## What you should do
Extract the full listing below without altering a single character.

## Dataset excerpts

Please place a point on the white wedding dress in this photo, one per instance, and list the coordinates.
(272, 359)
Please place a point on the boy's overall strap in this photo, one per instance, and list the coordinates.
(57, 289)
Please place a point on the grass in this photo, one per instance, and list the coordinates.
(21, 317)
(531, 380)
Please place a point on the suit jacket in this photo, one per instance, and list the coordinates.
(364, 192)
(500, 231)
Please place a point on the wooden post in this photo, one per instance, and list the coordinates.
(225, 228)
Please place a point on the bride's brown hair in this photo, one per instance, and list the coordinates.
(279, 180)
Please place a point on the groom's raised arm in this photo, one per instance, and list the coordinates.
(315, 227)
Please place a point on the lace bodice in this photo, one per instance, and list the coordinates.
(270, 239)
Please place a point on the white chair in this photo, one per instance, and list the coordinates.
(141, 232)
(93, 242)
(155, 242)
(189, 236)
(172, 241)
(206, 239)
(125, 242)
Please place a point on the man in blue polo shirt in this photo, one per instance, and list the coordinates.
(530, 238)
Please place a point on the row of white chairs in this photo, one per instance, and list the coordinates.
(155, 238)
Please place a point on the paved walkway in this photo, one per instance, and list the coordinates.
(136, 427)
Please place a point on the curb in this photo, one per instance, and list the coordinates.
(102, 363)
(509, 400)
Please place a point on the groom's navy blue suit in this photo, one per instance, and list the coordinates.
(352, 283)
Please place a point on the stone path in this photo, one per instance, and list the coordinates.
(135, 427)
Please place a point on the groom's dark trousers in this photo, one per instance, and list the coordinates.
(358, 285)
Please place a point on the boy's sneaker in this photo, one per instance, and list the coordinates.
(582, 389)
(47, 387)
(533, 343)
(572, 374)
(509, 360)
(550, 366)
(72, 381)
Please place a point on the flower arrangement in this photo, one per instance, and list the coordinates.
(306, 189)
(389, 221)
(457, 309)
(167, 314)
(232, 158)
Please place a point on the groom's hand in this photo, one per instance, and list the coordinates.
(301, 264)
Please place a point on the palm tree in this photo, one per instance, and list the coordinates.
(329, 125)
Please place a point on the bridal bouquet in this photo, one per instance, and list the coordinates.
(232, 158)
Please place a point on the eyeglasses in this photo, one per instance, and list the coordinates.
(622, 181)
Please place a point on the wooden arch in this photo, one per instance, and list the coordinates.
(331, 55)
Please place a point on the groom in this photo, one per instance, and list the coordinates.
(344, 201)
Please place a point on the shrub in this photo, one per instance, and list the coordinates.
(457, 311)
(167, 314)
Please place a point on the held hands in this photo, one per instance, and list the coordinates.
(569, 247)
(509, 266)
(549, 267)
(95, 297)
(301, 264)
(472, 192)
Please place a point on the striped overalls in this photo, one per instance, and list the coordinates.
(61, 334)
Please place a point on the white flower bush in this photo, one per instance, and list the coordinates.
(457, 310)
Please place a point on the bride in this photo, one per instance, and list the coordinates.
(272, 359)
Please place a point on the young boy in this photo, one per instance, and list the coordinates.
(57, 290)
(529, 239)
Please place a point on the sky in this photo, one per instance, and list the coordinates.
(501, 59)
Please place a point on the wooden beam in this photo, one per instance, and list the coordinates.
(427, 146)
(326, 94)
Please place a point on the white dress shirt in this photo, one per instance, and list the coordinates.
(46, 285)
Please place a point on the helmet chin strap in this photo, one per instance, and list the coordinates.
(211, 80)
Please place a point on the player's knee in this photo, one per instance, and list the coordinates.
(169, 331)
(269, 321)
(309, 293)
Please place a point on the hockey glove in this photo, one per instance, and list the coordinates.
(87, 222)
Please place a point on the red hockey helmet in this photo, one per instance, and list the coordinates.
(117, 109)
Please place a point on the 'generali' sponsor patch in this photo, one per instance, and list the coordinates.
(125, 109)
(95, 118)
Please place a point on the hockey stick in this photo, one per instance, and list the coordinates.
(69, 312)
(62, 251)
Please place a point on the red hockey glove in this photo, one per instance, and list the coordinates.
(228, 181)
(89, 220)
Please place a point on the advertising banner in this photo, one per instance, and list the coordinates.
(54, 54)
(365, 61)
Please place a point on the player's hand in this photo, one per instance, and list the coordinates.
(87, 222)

## Problem solution
Please place a point on the white wedding dress in this photo, one per instance, and list the coordinates.
(272, 359)
Please place a point on the boy's overall strap in this photo, one per instance, and list the coordinates.
(57, 289)
Please place a point on the grass in this photo, one per instance, and list the coordinates.
(21, 317)
(531, 380)
Please place a point on the suit jacket in this photo, one per instance, and list the coordinates.
(364, 192)
(500, 231)
Please place a point on the wooden post in this photo, one per instance, and list the coordinates.
(225, 228)
Please place a point on the bride's brown hair in this photo, one per instance, and list the coordinates.
(279, 180)
Please place a point on the groom's raised arm in this photo, one per instance, and list the coordinates.
(315, 227)
Please place a point on the lace bodice in this photo, one per instance, and list the coordinates.
(270, 239)
Please place a point on the white chair in this photo, one per instance, and list the coordinates.
(141, 232)
(93, 242)
(155, 242)
(189, 236)
(172, 241)
(206, 239)
(125, 242)
Please place a point on the man in blue polo shirt in this photo, one per instance, and list the coordinates.
(530, 238)
Please place a point on the row of white chairs in this photo, one per instance, and list the coordinates.
(155, 238)
Please place a point on the paved walkway in this photo, one per instance, and list the coordinates.
(136, 427)
Please place a point on the curb in this photo, one per instance, and list the coordinates.
(102, 363)
(509, 400)
Please place a point on the groom's navy blue suit in this photo, one per instance, and list the coordinates.
(352, 283)
Please place a point on the stone path in this photo, one per instance, and list the coordinates.
(135, 427)
Please place a point on the groom's dark trousers in this photo, one per instance, and list the coordinates.
(358, 285)
Please place a point on the boy's sneaker in this photo, one per instance, and list the coordinates.
(582, 389)
(47, 387)
(533, 343)
(572, 374)
(509, 360)
(550, 366)
(72, 381)
Please place a point on the flower arrangement in this photo, one per instance, and list the coordinates.
(306, 189)
(389, 221)
(457, 309)
(167, 314)
(232, 158)
Please place a point on the groom's hand in this photo, one per instance, and list the coordinates.
(301, 264)
Please place a point on the palm tree in this photo, one per instance, and list the coordinates.
(329, 125)
Please place a point on the bridal bouquet in this photo, one per instance, and list the coordinates.
(232, 158)
Please place a point on the eyeglasses in this photo, one per instance, and list the coordinates.
(622, 181)
Please place a point on the wooden arch in this photo, one per instance, and list the coordinates.
(331, 55)
Please place a point on the groom in this photo, one per instance, and list the coordinates.
(344, 201)
Please place a point on the shrub in this photo, one per instance, and list the coordinates.
(457, 311)
(167, 314)
Please place a point on the held hands in this photo, one per instance, and list the coordinates.
(569, 247)
(509, 266)
(549, 267)
(95, 297)
(301, 264)
(472, 192)
Please place a point on the striped overalls in this photo, one per instance, and list the coordinates.
(61, 334)
Please place a point on the white flower bush in this photo, one per instance, and list the coordinates.
(457, 310)
Please place a point on the bride in this photo, one per instance, and list the coordinates.
(272, 359)
Please place a point on the young boy in this photo, one per instance, and list the coordinates.
(57, 290)
(529, 239)
Please place a point on the sky in this photo, one per instance, and list the coordinates.
(501, 59)
Please place a point on the wooden beam in this photo, one per instance, and list the coordinates.
(427, 146)
(326, 94)
Please place a point on the white dress shirt in this photo, one per instance, and list the coordinates.
(46, 285)
Please place a point on the helmet chin strap in this photo, one per instance, and list the coordinates.
(211, 80)
Please place a point on the player's knee in this photo, one per instance, and list the coordinates.
(169, 331)
(269, 321)
(309, 293)
Please place a point on the hockey glove in this photo, one per instance, and list the coordinates.
(87, 222)
Please place a point on the red hockey helmet in this photo, one per instance, and list the coordinates.
(117, 109)
Please place a point on the 'generali' sponsor patch in this photo, one per instance, and list the coordinates.
(125, 109)
(95, 118)
Please place a point on the hockey stick in this photo, one per instance, and list the coordinates.
(69, 312)
(62, 251)
Please place a point on the red hockey glove in this photo, one per instance, and list the coordinates.
(228, 181)
(89, 220)
Please place a point on the advertising banner in this photo, one per instance, and list the coordinates.
(54, 54)
(365, 61)
Please place a point on the player's hand in this photo, one per instance, and list the coordinates.
(87, 222)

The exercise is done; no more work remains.